THE EXERCISE: Provide an exact reproduction of every entry.

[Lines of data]

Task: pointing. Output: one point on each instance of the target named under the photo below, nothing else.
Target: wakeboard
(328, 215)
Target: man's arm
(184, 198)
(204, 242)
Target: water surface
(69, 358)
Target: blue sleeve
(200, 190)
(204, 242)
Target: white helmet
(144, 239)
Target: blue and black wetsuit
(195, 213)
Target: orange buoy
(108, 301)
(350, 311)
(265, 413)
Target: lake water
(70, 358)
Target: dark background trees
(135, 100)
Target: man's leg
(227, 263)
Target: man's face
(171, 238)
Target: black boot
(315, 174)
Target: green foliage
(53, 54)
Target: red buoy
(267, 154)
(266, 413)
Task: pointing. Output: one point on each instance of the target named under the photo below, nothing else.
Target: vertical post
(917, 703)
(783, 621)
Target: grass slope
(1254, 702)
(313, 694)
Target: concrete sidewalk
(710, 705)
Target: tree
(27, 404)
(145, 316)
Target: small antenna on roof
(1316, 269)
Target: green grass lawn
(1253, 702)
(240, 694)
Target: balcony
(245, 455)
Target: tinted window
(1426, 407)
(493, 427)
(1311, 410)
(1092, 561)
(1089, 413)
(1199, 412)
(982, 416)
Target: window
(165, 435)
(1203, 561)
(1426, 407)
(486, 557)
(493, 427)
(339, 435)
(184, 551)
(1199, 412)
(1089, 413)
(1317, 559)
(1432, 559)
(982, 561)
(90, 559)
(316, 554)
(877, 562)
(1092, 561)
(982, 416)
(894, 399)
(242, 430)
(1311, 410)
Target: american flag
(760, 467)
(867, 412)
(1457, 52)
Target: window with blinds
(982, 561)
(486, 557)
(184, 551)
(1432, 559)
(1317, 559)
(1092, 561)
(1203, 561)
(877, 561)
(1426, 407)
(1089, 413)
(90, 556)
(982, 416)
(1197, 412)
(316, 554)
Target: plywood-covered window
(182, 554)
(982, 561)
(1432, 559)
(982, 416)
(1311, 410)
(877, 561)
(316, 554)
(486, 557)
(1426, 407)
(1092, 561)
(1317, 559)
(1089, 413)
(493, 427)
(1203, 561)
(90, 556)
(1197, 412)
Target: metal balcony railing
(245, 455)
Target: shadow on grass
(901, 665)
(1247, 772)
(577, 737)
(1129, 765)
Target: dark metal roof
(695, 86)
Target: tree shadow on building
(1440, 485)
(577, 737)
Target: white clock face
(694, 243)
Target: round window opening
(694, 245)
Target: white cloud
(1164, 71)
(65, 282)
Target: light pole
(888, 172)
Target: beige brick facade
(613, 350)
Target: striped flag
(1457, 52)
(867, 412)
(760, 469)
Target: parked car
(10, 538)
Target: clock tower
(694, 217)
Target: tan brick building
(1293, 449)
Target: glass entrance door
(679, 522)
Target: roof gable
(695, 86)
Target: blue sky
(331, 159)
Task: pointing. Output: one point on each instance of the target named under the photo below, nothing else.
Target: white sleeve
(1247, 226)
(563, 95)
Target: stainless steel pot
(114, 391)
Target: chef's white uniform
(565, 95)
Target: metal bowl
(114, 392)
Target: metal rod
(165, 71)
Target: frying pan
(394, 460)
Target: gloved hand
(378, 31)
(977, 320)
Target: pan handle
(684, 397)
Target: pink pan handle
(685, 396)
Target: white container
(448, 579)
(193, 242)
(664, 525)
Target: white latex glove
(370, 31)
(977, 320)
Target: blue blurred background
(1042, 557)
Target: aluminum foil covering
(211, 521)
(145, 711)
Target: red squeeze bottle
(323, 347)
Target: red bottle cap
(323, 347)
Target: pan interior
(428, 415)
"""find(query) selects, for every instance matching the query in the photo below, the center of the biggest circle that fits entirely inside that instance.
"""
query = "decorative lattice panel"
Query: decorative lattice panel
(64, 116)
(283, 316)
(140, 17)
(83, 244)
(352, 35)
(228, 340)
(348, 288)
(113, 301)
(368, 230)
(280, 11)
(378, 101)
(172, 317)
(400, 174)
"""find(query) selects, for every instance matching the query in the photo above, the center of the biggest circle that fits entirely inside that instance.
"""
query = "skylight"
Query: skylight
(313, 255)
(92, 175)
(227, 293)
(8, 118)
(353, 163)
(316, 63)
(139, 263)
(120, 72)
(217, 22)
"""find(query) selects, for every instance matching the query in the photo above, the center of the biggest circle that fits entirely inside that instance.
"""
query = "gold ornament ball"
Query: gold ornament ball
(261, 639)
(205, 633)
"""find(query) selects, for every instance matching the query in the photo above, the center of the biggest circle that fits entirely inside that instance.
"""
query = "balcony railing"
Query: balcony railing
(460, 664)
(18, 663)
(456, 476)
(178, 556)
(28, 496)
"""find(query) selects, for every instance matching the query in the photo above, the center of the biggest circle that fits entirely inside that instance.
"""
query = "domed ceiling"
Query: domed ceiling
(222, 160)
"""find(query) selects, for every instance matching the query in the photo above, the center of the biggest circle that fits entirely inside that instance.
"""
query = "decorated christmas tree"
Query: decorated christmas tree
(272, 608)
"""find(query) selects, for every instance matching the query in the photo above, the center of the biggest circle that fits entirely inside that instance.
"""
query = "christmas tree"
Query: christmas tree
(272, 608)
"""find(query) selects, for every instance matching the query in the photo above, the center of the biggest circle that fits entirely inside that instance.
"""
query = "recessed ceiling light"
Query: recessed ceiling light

WRITTEN RESPONSE:
Task: pointing. Output: one point on each instance of the target named under the photo below, nothing else.
Target: wakeboard
(328, 215)
Target: man's arm
(184, 198)
(204, 242)
Target: water surface
(69, 358)
Target: blue sleeve
(200, 190)
(204, 242)
Target: white helmet
(144, 239)
Target: blue and black wetsuit
(195, 213)
Target: orange buoy
(108, 301)
(350, 311)
(265, 413)
Target: lake water
(70, 358)
Target: dark background trees
(135, 100)
Target: man's leg
(227, 263)
Target: man's face
(171, 238)
Target: black boot
(315, 174)
Target: green foliage
(53, 54)
Target: red buoy
(267, 154)
(266, 413)
Task: pointing. Output: one point on each instance of the target named under the photo below, nothing else.
Target: vertical post
(917, 703)
(783, 621)
Target: grass slope
(1254, 702)
(313, 694)
Target: concrete sidewalk
(710, 705)
Target: tree
(27, 404)
(145, 316)
Target: small antenna on roof
(1316, 269)
Target: green grass lawn
(1253, 702)
(240, 694)
Target: balcony
(245, 455)
Target: tinted window
(1426, 407)
(493, 427)
(1311, 410)
(1092, 561)
(1089, 413)
(1199, 412)
(982, 416)
Target: window
(165, 435)
(1203, 561)
(1426, 407)
(486, 557)
(493, 427)
(339, 435)
(184, 551)
(1199, 412)
(1089, 413)
(1317, 559)
(1432, 559)
(982, 561)
(90, 559)
(316, 554)
(877, 562)
(1092, 561)
(982, 416)
(894, 399)
(242, 430)
(1311, 410)
Target: american flag
(760, 467)
(867, 412)
(1457, 52)
Target: window with blinds
(982, 561)
(486, 557)
(184, 551)
(1432, 559)
(1317, 559)
(1092, 561)
(1203, 561)
(877, 561)
(1426, 407)
(1089, 413)
(90, 556)
(982, 416)
(1197, 412)
(316, 554)
Target: plywood-covered window
(182, 554)
(982, 561)
(1432, 559)
(982, 416)
(1311, 410)
(877, 561)
(316, 554)
(486, 557)
(1426, 407)
(1092, 561)
(1317, 559)
(1089, 413)
(493, 427)
(1203, 561)
(90, 556)
(1197, 412)
Target: metal balcony railing
(245, 455)
Target: shadow on grass
(901, 665)
(1247, 772)
(577, 737)
(1129, 765)
Target: dark metal roof
(695, 86)
Target: tree shadow on building
(1440, 485)
(577, 737)
Target: white clock face
(694, 243)
Target: round window opening
(694, 245)
Target: white cloud
(1164, 71)
(65, 282)
Target: light pole
(888, 172)
Target: beige brick facade
(613, 350)
Target: striped flag
(1457, 52)
(867, 412)
(760, 469)
Target: parked car
(10, 538)
Target: clock tower
(694, 217)
Target: tan brick building
(1293, 449)
Target: glass entrance door
(679, 522)
Target: roof gable
(695, 86)
Target: blue sky
(331, 159)
Task: pointing. Output: one point on each instance of the target named under the photo below, nothing else.
Target: white sleeve
(1247, 226)
(563, 95)
Target: stainless steel pot
(114, 391)
Target: chef's white uniform
(565, 95)
Target: metal bowl
(114, 392)
Target: metal rod
(165, 71)
Target: frying pan
(394, 460)
Target: gloved hand
(378, 31)
(977, 320)
Target: pan handle
(684, 397)
Target: pink pan handle
(685, 396)
Target: white container
(448, 579)
(193, 242)
(664, 525)
Target: white latex glove
(370, 31)
(977, 320)
Target: blue blurred background
(1042, 557)
Target: aluminum foil covering
(211, 521)
(145, 711)
Target: red squeeze bottle
(323, 347)
Target: red bottle cap
(323, 347)
Target: pan interior
(428, 415)
"""find(query) selects, for every instance matching the query in the photo below, the center of the biggest circle that fits entirely inside that instance.
"""
query = "decorative lattice panel"
Query: decorative lattice panel
(64, 116)
(283, 316)
(140, 17)
(83, 244)
(352, 35)
(228, 340)
(348, 288)
(113, 301)
(368, 230)
(280, 11)
(378, 101)
(172, 317)
(400, 174)
"""find(query) selects, for every instance matching the query in the photo above, the center of the biggest circle that fits entirely inside that instance.
"""
query = "skylight"
Query: skylight
(313, 255)
(92, 175)
(227, 293)
(8, 118)
(353, 163)
(316, 63)
(139, 263)
(120, 72)
(217, 22)
"""find(query) selects, for every instance matching the query in the photo above, the center of the biggest circle that fits entirely inside that instance.
"""
query = "gold ornament ball"
Query: gold ornament ball
(261, 639)
(205, 633)
"""find(query) selects, for every instance matching the query in the photo above, the center of the biggest circle that fits entirely inside that instance.
"""
query = "balcony railing"
Query: balcony railing
(460, 664)
(18, 663)
(456, 476)
(178, 556)
(28, 496)
"""find(query) selects, for every instance matching the query in the photo above, the center of the biggest circle that fits entirely inside that instance.
"""
query = "domed ceiling"
Query: domed ceiling
(222, 160)
"""find(query) selects, for every instance matching the query in the photo above, the center of the biggest circle that fits entirely inside that instance.
"""
query = "decorated christmas tree"
Query: decorated christmas tree
(272, 608)
"""find(query) selects, for every instance matching the query in the photo above, the center of the biggest circle that fits entirely inside that instance.
"""
query = "christmas tree"
Query: christmas tree
(272, 608)
"""find(query) selects, for every instance matching the query in the photo above, the center of the biggest circle that fits entirely inside that instance.
"""
query = "recessed ceiling light"
Query: recessed ceiling light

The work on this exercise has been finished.